SHORT EXERCISE: Recast every line of the records below as one numbered list, leaving out any blank lines.

(Collection entries)
-- START --
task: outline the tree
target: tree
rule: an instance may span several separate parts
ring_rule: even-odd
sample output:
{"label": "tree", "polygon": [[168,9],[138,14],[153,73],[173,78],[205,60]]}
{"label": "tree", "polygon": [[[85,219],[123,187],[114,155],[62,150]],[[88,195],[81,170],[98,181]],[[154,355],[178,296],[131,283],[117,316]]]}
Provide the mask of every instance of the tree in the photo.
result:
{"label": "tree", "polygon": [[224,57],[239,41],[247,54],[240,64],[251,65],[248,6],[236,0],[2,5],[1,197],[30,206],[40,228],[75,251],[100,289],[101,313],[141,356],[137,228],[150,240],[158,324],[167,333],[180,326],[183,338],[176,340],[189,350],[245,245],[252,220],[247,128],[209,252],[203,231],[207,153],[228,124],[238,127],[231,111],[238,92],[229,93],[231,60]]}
-- END --
WRITTEN ANSWER:
1. task: outline the tree
2. target: tree
3. rule: an instance may span several separate parts
4. ring_rule: even-odd
5. sample output:
6. {"label": "tree", "polygon": [[168,9],[138,14],[153,73],[173,78],[205,60]]}
7. {"label": "tree", "polygon": [[[85,219],[123,187],[114,155],[62,150]],[[88,195],[81,170],[98,181]],[[154,355],[178,296],[131,283],[117,316]]]}
8. Provide the mask of every instance of the tree in the photo.
9. result:
10. {"label": "tree", "polygon": [[224,57],[239,41],[247,54],[240,64],[251,65],[248,6],[236,0],[2,5],[1,197],[30,206],[40,228],[75,251],[100,289],[101,313],[141,356],[137,228],[150,240],[158,324],[167,333],[180,326],[183,338],[176,340],[189,350],[245,245],[252,220],[247,128],[209,252],[203,231],[207,153],[228,124],[238,127],[231,111],[238,92],[229,93],[231,60]]}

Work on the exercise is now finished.